# TASK BRIEF
From the line holding "Target: clear blue sky" to the final line of the entries, set down each line exactly, including both, and nothing more.

[Dataset entries]
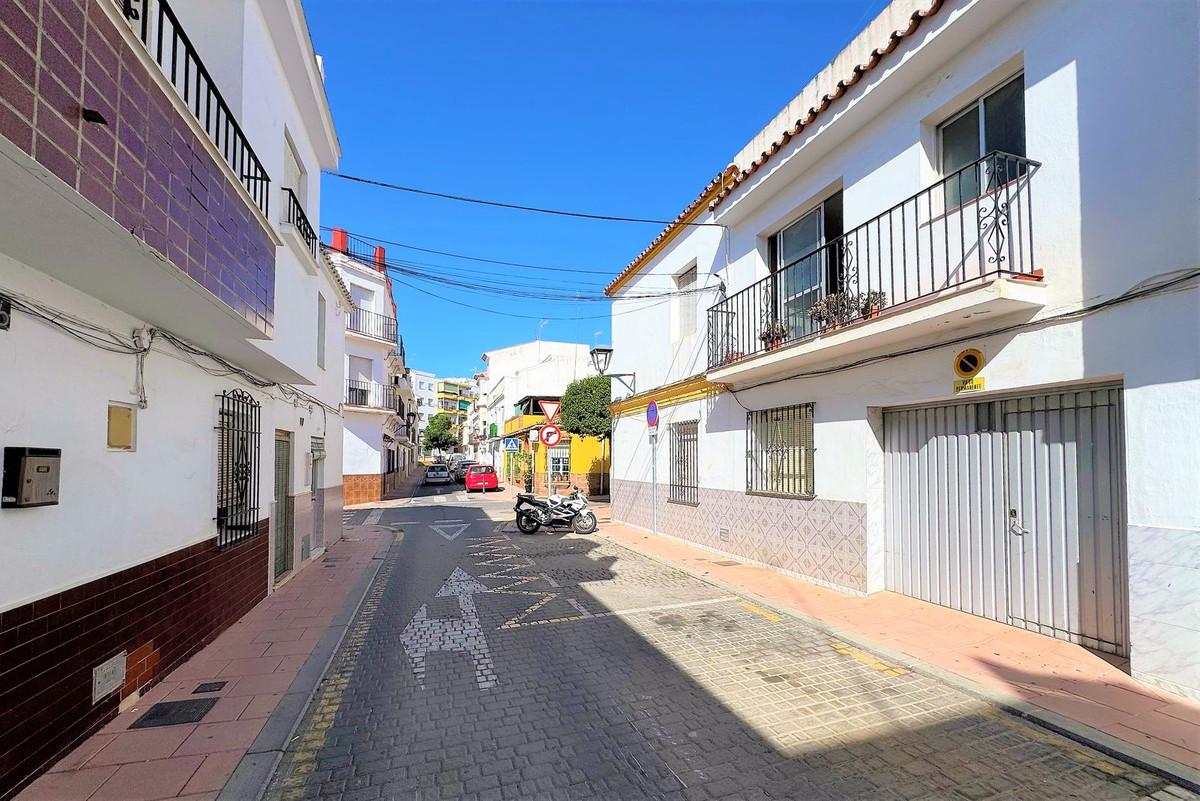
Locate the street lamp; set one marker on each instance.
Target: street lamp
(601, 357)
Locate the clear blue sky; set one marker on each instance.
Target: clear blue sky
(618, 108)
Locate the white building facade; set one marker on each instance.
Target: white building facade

# RESPONSE BELOW
Target: clear blue sky
(618, 108)
Locate the white building facade; set one marker on each instance.
Target: white building facade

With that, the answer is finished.